Assigned task. Taking the line that contains "Target: concrete driveway" as the first, copy each line exactly up to and including the last line below.

[Opening Supplied records section]

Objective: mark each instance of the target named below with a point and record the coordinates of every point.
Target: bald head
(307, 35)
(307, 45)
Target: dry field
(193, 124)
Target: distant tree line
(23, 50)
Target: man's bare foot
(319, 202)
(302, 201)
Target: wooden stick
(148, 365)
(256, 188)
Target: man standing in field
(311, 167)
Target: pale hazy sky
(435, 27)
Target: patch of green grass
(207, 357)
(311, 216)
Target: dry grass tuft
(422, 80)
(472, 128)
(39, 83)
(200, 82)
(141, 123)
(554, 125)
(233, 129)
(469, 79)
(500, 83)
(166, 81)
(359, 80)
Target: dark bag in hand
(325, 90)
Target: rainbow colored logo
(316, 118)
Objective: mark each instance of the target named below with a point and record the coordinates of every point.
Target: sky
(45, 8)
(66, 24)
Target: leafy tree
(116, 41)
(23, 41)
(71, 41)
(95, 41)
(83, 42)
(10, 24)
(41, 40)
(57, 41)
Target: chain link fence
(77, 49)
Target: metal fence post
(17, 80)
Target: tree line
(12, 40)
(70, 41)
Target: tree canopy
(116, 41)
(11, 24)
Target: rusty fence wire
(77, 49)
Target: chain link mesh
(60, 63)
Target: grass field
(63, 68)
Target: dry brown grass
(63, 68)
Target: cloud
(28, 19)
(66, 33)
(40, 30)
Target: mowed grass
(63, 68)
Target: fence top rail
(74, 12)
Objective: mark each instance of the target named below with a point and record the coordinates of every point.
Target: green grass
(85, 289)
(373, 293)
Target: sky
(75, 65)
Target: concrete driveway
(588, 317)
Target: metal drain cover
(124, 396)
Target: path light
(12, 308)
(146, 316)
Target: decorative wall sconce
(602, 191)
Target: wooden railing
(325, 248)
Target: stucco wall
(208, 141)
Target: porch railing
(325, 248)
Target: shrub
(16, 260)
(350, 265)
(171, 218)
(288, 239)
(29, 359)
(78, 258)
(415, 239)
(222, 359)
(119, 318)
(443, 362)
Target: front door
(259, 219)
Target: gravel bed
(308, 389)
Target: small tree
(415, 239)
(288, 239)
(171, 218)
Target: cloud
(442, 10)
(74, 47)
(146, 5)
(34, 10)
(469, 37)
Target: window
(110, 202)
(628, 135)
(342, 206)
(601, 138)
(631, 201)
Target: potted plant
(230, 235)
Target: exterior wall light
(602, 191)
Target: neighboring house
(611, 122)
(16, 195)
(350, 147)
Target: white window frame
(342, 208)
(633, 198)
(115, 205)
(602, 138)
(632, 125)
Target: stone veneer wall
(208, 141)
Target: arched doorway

[Closing Supplied records section]

Answer for this exercise.
Target: concrete driveway
(588, 317)
Target: metal drain cover
(124, 396)
Target: path light
(12, 308)
(146, 316)
Target: decorative wall sconce
(602, 191)
Target: wooden railing
(325, 248)
Target: stucco wall
(208, 141)
Target: porch railing
(325, 248)
Target: shrub
(16, 260)
(350, 265)
(171, 218)
(288, 239)
(29, 359)
(78, 258)
(415, 239)
(222, 359)
(119, 318)
(443, 362)
Target: front door
(259, 219)
Target: gravel bed
(308, 389)
Target: small tree
(415, 239)
(288, 239)
(171, 218)
Target: cloud
(442, 10)
(74, 47)
(146, 5)
(34, 10)
(469, 37)
Target: window
(110, 202)
(628, 135)
(342, 206)
(601, 138)
(631, 201)
Target: potted plant
(230, 235)
Target: exterior wall light
(602, 191)
Target: neighboring house
(611, 122)
(16, 195)
(350, 147)
Target: white window frame
(342, 208)
(633, 198)
(115, 205)
(602, 138)
(632, 125)
Target: stone veneer wall
(208, 141)
Target: arched doorway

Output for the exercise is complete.